(Pointing dataset records)
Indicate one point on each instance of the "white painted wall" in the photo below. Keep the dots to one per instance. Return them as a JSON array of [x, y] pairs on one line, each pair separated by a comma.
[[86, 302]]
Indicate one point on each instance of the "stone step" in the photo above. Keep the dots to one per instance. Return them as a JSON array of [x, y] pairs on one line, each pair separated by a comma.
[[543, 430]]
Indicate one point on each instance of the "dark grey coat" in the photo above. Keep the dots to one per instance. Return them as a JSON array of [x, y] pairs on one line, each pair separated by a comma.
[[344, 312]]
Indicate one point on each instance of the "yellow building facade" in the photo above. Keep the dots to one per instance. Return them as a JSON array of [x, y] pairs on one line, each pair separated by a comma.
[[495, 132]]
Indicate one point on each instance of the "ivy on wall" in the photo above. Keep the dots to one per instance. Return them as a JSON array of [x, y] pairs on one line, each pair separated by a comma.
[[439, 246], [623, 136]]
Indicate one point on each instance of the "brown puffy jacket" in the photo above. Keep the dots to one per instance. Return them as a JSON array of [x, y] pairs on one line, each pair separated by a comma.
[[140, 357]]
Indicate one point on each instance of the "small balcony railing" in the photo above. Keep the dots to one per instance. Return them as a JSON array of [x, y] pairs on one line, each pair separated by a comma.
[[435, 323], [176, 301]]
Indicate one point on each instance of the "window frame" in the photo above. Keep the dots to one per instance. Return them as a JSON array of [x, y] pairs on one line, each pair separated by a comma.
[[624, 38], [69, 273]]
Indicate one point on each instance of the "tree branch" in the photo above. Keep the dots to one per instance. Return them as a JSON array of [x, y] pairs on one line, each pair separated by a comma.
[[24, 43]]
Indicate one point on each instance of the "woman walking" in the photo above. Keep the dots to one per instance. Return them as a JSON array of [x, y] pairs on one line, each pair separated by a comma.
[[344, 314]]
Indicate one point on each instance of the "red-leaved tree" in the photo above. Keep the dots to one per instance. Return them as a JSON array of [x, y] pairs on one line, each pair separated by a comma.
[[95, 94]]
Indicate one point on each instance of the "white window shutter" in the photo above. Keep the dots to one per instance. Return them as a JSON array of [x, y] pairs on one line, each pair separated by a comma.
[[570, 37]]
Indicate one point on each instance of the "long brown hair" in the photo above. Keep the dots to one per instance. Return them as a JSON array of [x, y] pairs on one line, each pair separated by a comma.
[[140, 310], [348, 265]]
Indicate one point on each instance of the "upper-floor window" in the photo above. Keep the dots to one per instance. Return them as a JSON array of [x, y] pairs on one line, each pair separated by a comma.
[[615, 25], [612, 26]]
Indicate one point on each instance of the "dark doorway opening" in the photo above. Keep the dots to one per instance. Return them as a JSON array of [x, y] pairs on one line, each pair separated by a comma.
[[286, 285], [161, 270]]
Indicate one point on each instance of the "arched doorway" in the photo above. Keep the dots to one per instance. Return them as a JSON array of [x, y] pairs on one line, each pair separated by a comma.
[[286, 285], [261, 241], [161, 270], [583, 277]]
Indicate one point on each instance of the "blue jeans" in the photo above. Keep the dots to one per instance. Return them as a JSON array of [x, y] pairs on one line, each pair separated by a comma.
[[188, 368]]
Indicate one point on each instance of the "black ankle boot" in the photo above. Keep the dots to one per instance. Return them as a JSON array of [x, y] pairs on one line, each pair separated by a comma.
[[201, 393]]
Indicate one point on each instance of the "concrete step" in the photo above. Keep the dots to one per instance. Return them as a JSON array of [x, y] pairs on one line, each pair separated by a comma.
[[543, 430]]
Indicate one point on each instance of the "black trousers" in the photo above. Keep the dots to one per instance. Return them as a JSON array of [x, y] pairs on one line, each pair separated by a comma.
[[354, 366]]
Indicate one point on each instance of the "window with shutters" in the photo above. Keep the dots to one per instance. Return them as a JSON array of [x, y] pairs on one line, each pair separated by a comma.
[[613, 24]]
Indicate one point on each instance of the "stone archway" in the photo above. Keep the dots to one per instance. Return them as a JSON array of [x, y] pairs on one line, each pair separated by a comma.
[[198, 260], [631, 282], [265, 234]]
--
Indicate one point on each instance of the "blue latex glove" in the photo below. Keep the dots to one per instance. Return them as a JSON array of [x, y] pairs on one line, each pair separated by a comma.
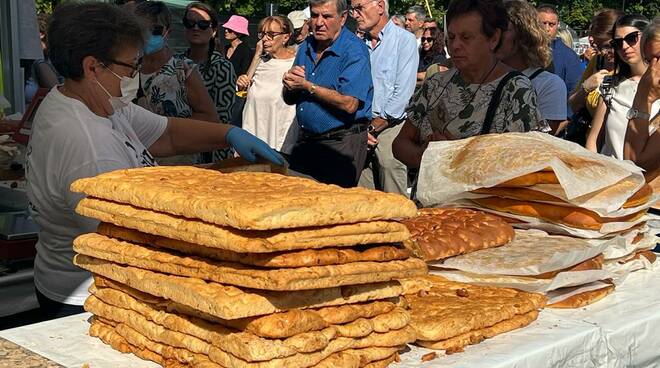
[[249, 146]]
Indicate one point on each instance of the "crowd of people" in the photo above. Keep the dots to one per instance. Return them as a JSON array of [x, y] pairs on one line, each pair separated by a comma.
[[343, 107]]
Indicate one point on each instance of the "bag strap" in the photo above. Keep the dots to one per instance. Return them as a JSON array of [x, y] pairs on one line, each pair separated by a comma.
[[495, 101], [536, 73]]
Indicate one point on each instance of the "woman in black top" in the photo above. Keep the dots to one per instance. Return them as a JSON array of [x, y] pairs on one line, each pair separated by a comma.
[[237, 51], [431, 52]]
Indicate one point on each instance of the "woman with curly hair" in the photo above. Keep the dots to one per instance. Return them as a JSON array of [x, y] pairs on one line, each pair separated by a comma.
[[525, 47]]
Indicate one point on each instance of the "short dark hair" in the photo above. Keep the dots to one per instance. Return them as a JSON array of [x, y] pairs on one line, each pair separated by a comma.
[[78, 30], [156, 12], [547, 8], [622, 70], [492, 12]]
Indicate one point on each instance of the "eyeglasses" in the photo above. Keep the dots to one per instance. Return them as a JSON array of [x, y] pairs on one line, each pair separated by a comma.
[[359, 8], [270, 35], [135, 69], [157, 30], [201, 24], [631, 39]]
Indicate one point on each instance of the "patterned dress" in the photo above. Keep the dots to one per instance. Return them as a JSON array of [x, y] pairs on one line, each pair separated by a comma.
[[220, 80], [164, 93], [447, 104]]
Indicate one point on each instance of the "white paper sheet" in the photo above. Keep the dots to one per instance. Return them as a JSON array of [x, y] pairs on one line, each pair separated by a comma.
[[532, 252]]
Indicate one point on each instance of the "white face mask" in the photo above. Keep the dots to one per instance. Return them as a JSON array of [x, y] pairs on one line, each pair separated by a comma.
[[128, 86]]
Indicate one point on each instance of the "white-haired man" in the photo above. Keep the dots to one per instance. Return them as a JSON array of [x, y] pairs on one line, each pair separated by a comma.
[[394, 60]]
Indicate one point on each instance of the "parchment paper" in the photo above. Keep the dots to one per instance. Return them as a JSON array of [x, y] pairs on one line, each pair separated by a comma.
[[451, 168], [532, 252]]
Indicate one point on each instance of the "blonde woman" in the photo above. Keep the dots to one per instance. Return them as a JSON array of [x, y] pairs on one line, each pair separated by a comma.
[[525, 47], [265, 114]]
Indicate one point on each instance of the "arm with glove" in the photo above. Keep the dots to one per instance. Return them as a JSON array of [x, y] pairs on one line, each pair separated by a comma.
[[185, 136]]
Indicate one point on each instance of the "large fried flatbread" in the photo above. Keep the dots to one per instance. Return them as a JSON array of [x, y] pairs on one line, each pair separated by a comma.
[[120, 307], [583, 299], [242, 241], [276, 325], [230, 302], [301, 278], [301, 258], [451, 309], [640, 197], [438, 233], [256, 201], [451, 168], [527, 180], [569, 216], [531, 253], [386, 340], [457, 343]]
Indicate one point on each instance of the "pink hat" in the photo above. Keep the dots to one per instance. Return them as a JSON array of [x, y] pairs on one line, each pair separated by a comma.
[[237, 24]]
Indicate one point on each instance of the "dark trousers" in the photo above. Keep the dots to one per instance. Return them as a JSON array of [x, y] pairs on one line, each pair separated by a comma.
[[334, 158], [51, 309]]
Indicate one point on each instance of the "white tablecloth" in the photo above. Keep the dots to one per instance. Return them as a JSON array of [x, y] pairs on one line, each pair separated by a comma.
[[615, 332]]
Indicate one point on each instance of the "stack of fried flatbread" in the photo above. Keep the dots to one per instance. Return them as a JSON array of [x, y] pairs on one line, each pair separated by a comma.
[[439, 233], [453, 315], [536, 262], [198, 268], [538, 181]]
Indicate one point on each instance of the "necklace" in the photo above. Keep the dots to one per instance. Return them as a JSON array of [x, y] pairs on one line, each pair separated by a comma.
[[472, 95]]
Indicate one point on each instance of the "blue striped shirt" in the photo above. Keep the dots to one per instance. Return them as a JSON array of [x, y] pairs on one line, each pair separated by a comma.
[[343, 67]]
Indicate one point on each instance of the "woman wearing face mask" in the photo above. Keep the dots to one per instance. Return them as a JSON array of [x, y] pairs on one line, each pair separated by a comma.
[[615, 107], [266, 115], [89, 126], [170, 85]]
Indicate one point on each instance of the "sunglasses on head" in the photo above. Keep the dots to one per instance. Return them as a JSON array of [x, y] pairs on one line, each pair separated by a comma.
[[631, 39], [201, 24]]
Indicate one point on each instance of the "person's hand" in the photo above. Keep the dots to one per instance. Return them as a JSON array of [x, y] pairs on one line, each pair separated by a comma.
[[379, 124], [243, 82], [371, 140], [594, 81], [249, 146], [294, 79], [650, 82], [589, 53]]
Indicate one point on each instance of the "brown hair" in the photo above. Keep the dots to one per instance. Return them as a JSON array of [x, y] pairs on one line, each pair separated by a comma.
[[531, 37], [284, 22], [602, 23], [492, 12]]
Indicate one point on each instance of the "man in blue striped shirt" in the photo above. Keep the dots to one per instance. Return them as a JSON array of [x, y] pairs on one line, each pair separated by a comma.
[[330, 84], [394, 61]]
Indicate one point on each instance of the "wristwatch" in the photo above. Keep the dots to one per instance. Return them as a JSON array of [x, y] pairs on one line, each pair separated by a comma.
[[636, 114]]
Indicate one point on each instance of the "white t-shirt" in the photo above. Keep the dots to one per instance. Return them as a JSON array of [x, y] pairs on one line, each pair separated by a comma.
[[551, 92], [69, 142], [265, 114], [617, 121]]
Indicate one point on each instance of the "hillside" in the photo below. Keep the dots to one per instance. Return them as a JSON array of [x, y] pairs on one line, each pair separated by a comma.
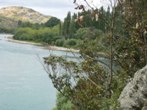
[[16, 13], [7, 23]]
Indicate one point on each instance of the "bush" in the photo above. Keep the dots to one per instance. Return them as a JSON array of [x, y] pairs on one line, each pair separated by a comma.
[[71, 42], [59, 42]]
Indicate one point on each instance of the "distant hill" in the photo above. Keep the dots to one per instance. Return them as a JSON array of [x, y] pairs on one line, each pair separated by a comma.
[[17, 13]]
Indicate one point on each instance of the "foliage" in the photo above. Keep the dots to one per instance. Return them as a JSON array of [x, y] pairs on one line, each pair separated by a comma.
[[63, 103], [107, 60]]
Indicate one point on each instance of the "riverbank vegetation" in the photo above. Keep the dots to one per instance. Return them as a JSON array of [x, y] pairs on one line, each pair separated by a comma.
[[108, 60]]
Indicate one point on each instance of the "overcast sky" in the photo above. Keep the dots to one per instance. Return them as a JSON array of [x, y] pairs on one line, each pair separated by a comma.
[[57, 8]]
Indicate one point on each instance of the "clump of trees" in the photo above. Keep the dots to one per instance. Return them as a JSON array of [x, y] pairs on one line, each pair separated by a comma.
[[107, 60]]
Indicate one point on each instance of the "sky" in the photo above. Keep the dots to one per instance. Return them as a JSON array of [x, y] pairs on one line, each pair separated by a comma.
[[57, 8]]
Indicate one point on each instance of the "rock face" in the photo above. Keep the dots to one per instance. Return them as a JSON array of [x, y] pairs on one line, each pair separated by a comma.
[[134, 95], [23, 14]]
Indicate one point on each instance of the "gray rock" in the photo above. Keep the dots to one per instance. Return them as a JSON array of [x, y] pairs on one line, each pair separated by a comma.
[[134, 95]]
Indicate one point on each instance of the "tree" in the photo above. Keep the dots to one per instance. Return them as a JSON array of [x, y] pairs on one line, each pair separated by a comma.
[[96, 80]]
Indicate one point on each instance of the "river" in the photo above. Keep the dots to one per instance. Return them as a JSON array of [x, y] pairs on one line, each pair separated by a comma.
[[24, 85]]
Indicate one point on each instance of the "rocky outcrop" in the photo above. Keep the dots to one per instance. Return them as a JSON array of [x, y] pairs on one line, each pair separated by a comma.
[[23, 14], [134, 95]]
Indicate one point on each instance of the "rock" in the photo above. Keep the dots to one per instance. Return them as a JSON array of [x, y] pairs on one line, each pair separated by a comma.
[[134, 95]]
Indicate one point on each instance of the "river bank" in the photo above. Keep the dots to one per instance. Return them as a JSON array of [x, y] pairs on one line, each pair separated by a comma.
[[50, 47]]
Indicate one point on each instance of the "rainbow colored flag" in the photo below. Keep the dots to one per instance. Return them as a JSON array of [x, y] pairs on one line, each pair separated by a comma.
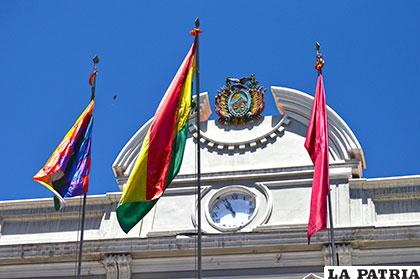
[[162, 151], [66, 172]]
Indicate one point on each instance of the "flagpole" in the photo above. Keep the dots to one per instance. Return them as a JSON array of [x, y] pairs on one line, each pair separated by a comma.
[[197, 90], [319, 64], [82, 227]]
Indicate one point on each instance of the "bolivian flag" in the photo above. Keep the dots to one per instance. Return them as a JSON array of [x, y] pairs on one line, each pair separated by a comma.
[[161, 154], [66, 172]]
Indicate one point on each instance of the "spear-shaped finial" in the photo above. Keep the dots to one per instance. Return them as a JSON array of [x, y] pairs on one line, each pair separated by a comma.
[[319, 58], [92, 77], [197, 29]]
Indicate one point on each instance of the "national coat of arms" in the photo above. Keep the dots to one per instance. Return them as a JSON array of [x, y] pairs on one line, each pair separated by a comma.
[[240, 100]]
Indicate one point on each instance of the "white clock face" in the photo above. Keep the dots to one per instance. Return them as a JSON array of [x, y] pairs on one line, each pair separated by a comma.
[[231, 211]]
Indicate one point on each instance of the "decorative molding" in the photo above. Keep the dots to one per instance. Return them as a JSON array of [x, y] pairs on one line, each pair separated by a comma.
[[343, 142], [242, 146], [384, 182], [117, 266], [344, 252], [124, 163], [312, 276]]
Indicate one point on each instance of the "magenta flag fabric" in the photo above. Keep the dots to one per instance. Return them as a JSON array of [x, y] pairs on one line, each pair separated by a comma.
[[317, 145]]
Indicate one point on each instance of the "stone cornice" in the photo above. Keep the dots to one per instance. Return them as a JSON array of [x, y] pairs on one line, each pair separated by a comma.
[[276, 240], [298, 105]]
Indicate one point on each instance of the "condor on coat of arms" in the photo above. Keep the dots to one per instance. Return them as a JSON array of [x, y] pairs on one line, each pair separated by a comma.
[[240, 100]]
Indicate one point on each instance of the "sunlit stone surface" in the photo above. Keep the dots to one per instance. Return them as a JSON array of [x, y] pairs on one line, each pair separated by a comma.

DIRECTIONS →
Update the entries from the line with "in blue striped" up to and including the line with "[[107, 60]]", replacing "dots" with "marks" and leaving everything else the same. Leave the pictures out of your answer.

SOLUTION TO THIS TASK →
Indicate one point on each instance of the "man in blue striped shirt" in the photo above. Keep the marks to one per instance. Return them as a JSON array of [x, y] pairs on one line, each pair separated by a comma.
[[330, 84], [394, 61]]
Indicate one point on each instance of the "wristwatch" in the photo above. Keep the marks to one per instance. Return them as a JSON array of [x, y] pairs on one line, each pair separated by a comma.
[[636, 114]]
Indicate one point on each instance of the "white t-shirt" in the photo above. Keep the marks to one per instance. Return them as a JSON array of [x, y] pairs on one line, each pair separated by a comma.
[[551, 92], [69, 142], [265, 114], [617, 121]]
Indicate one point on each instance of the "hillside" in the photo below. Keep the marks to one per instance. Return them as a JSON array of [x, y] pairs on one line, each pair separated by a comma.
[[16, 13], [7, 23]]
Indicate one point on each instance of the "bush" in the photo above. Keep the marks to one per instance. Return them as a JSON array of [x, y] pairs on one line, each pair separated by a comma.
[[71, 42], [59, 42]]
Indicate one point on each instance of the "distant hill" in the photo above. Keep the marks to one per instance. Return them as a JSON array of [x, y] pairs on one line, each pair separated by a comma.
[[17, 13]]
Indicate one point on each instance of the "foliage" in the photo above. Keep the marks to one per instance. Return them as a JSON array of [x, y] pairs on one line, each pair separated by a comma.
[[63, 103], [107, 60]]
Indicate one point on each instance of the "riverbank vegetation" in the photo above. Keep the marks to one per instance. Return them as a JSON array of [x, y] pairs on one line, each pair separated by a comma.
[[108, 60]]
Indicate one point on each instance of the "overcast sky" in the photo above. Keep the marks to one per instance. Return them as a JSON array of [x, y] pairs on one line, each pair separated by a comma.
[[57, 8]]
Indicate one point on each instance of the "clump of trees" in the photo above. Keep the marks to one per instance. Return them as a JSON array of [x, y] pairs on one line, each pair separated by a comma.
[[107, 60]]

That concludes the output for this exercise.